Data for analysis
Start of Block

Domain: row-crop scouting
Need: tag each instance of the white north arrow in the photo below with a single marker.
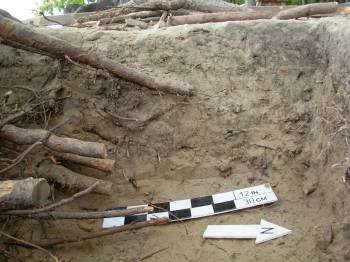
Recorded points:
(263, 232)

End of Block
Start of Block

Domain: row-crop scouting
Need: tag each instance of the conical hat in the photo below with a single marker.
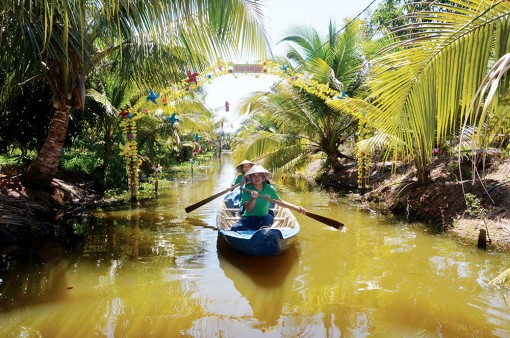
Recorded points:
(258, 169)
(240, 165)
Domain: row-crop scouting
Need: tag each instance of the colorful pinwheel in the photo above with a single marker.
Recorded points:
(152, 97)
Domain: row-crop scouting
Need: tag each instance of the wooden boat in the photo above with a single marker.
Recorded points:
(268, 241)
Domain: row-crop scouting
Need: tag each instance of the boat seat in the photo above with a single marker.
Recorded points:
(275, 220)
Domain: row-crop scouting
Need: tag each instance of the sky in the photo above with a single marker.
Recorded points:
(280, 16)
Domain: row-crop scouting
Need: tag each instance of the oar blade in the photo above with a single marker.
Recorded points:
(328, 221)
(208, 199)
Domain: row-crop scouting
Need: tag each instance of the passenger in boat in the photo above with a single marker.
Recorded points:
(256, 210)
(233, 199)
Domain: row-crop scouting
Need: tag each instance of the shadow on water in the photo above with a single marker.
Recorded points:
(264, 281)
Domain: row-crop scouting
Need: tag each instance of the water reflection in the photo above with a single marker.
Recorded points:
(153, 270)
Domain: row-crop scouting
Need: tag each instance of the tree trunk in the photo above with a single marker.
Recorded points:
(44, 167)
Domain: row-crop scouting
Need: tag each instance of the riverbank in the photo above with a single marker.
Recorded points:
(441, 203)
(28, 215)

End of Block

Directions
Each line of the entries above that contains "marker" is to be copied.

Response
Need: tag each instance of the white north arrow in the photo below with a single marker.
Need: tag each instance of the conical hat in the photo below with a single marker.
Need: tag each instance of the colorful pinwheel in the photo above with a single marker.
Need: tag each instance of the wooden boat in the photo above with a single marker.
Need: tag each instance of the boat seat in the photo above with a single marker.
Need: tag each instance of the sky in the photo above with a single marker.
Need: tag each instance of the oar blade in the photo above with a single marker.
Need: tag each instance of the passenger in boat in the photo above with a single marker.
Need: tag each instance of the shadow on water in the photo above with a single marker.
Need: tag each instance of the water reflection in the photo above with a single marker.
Need: tag each instance of the tree trunk in the photo above with a single marker.
Need: tag each instance of the riverbank in the photo above with a single marker.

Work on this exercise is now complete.